-- START OF Article --

Virtually a record album as theatrical feature film, Calle 54 desires nothing more than to present such notable musicians as Chucho Valdes, Paquito D'Rivera, and the late Chico O'Farrill and Tito Puente in the best possible performance light.

Unlike the marvelous Buena Vista Social Club, to which Calle 54 has to be compared, this film spends little time on personal backgrounds, cultural significance or homegrown ambiance.

For better or worse, Calle 54 is almost totally about the music. And since the music is so magnificent, that's usually "for the better."

Fernando Trueba, the Spanish director of the Oscar-winning Belle Epoque, takes us on a musical journey through Miami, Havana, Brazil, the Bronx and Andalusia, Ala., exploring Latin jazz, especially as played eveyrwhere today by the great Latin and Caribbean diaspora.

But the vast majority of Trueba's footage is elegantly shot in a marvelously lit recording studio on New York's 54th Street. (Calle 54 means 54th Street.)

Trueba serves the music by presenting it in the most meticulous manner possible; capturing 12 rare performances by legends of Afro-Cuban and other Latin jazz forms, and giving them individual, beautifully lit, pastel color schemes.

Highlights include a searing "New Arrival," one of the last recorded performances by timbales master Tito Puente. Was it coincidence that the white-haired legend is dressed all in white, and shot, like an angel, against a white background?

-- END OF Article --

» **Set task 1**:
Translate this sentence from the film review into Spanish: "For better or worse, Calle 54 is almost totally about the music."
» **Set task 2**:
Please rewrite the listing from its first line through the line holding "75), (284, 69)]", inclusive, changing "cloudy sky" to "overcast sky" and leaving everything else as it is.

-- START OF Dataset content --

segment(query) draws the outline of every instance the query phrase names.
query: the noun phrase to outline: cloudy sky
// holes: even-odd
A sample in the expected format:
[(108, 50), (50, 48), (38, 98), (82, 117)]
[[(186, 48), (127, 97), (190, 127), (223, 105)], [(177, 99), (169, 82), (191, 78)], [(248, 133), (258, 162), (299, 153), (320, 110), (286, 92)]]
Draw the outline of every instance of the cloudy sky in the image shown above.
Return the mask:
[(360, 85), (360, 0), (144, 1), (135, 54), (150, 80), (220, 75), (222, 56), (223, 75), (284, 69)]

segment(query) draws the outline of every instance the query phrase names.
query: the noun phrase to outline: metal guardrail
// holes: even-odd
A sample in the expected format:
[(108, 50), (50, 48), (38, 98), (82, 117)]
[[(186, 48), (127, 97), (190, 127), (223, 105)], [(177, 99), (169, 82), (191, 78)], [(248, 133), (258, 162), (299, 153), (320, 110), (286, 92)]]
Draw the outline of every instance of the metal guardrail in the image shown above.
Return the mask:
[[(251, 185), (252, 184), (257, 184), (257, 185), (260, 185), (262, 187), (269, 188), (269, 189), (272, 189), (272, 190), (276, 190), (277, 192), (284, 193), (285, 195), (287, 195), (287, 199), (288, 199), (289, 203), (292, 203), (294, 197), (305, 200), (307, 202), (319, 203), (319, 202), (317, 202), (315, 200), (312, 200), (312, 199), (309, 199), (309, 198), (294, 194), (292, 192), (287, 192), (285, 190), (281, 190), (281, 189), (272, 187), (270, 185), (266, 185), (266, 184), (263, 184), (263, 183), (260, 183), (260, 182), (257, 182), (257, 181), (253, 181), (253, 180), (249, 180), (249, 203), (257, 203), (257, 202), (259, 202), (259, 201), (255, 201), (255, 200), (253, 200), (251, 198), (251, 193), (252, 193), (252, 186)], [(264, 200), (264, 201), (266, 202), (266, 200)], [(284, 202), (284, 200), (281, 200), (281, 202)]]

-- END OF Dataset content --

» **Correct answer 1**:
Para bien o para mal, Calle 54 trata casi por completo de la música.

» **Correct answer 2**:
segment(query) draws the outline of every instance the query phrase names.
query: the noun phrase to outline: overcast sky
// holes: even-odd
A sample in the expected format:
[(108, 50), (50, 48), (38, 98), (82, 117)]
[[(186, 48), (127, 97), (190, 127), (223, 105)], [(177, 99), (169, 82), (191, 78)], [(248, 133), (258, 162), (299, 153), (320, 110), (286, 92)]]
Draw the outline of every instance of the overcast sky in the image shown above.
Return the mask:
[(360, 85), (360, 0), (144, 1), (135, 54), (150, 80), (220, 75), (222, 56), (223, 75), (284, 69)]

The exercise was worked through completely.